— start of Excerpted data —
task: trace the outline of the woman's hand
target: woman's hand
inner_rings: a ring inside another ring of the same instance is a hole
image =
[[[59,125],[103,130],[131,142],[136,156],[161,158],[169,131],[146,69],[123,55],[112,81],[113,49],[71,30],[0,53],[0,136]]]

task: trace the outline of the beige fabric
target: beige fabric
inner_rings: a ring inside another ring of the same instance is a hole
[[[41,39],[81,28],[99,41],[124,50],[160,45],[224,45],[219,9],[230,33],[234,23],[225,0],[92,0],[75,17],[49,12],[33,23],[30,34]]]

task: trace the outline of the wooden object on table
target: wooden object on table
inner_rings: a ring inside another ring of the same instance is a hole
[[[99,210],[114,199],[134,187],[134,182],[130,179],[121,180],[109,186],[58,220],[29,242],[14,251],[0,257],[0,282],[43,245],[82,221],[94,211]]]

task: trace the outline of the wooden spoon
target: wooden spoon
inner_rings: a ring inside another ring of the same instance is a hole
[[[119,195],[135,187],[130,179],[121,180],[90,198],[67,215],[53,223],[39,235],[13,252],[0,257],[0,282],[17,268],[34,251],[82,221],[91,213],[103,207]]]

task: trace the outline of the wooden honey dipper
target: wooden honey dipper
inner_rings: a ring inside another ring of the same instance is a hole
— end of Excerpted data —
• [What this task involves] Format every line of the listing above as a JSON list of strings, one string per line, leaving out the blank lines.

• [Complete output]
[
  "task: trace the outline of the woman's hand",
  "target: woman's hand",
  "inner_rings: a ring inside another ring of the same instance is a hole",
  "image =",
  "[[[59,125],[103,130],[131,142],[136,156],[161,158],[169,131],[146,69],[123,55],[112,81],[113,49],[71,30],[0,53],[0,136]]]",
  "task: trace the outline of the beige fabric",
  "target: beige fabric",
  "inner_rings: a ring inside another ring of the same instance is a hole",
  "[[[41,39],[81,28],[99,41],[124,50],[160,45],[224,45],[219,9],[230,33],[234,23],[225,0],[92,0],[75,17],[49,12],[33,23],[30,34]]]",
  "task: trace the outline of the wooden object on table",
  "target: wooden object on table",
  "inner_rings: a ring inside another ring of the same instance is a hole",
  "[[[99,210],[114,199],[134,187],[134,182],[130,179],[121,180],[109,186],[58,220],[29,242],[14,251],[0,257],[0,282],[43,245],[82,221],[94,211]]]",
  "task: trace the outline of the wooden spoon",
  "target: wooden spoon",
  "inner_rings: a ring inside another ring of the same instance is a hole",
  "[[[119,195],[135,187],[130,179],[121,180],[90,198],[67,215],[53,223],[39,235],[13,252],[0,257],[0,282],[17,268],[34,251],[82,221],[91,213],[103,207]]]",
  "task: trace the outline of the wooden honey dipper",
  "target: wooden honey dipper",
  "inner_rings: a ring inside another ring of the same instance is a hole"
]